TASKS:
**A)** Reproduce everything from "It is, in short, a" down to "is no exception." in the review of The Glory Bus.
**B)** List the titles of the Richard Laymon books that the review of The Glory Bus mentions besides the book it reviews.

EXCERPT PROVIDED: Begin

Saturday, February 27, 2010
Review: The Glory Bus by Richard Laymon
This latest offering from Richard Laymon is filled with mindless gore, vile characters, and a plethora of devious acts committed by them that gives one pause on the nature of modern man.
It is, in short, a terrific horror story.
After passing away in 2001, Laymon left us with a legacy of over thirty novels and a myriad of short, brutal stories that saw publication in magazines like Ellery Queen and Cavalier. There have been four books published since his death that are, in my humble opinion, not under the usual scope presented in such classics as The Stake, Savage, and Blood Games. They are, in fact, better - and The Gory Bus is no exception.
In the opening sequence we are treated to the usual Laymon fare: a sadistic psychopath named Rodney has finally kidnapped the girl of his dreams (Pamela) after recognizing her picture in the paper as the school girl he once lusted after. This adolescent obsession has ripened during the years and he's just aching to whisk her away to begin to enact out his fantasies. And that's where things get interesting.
After a colossal standoff in the heart of the Mojave Desert, Pamala finds salvation from a highly unlikely source: an old converted school bus captained by an eccentric who has the appearance of an ex-Marine and a disposition to carry around fully dressed mannequins as passengers on his desert prowling bus. Utterly relieved to be saved from the clutches of Rodney, Pamala decides she'll not prod the reason for his unconventional vocation and decides instead to follow him into the dark heart of a town called Pits . . . a place that has a very small population but is always on the look-out to increase it.
The second plot strand in this story revolves around young student Norman on his way back home from College. Shy, not normally one to pick up passengers, Norman has no choice when rebel James Dean look-alike Duke hops along for the ride. He's even more powerless to intervene when nymphomaniac hitchhiker 'Boots' tags along with them to lead both boys down a path of murder and sex. From here, the plot-strands intertwine and the two groups will meet in Pits to experience the local's unusual hospitality and even more peculiar eating habits.
The Glory Bus, like most of the author's creations, grabs you from the get-go and shackles you in a pious grip that never lets go until the conclusion. I admit to having some problems with latter novels such as Island, often putting the book down for great periods before finishing it. But I found none of that here, and was gratified to enjoy such voracious horror from someone who was a legend in his time.

EXCERPT PROVIDED: End
INFORMATION PROVIDED: Begin

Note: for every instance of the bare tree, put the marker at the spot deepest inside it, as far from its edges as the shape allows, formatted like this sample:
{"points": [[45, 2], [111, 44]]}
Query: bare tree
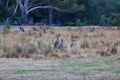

INFORMATION PROVIDED: End

RESULTS:
**A)**
It is, in short, a terrific horror story.
After passing away in 2001, Laymon left us with a legacy of over thirty novels and a myriad of short, brutal stories that saw publication in magazines like Ellery Queen and Cavalier. There have been four books published since his death that are, in my humble opinion, not under the usual scope presented in such classics as The Stake, Savage, and Blood Games. They are, in fact, better - and The Gory Bus is no exception.

**B)**
The Stake
Savage
Blood Games
Island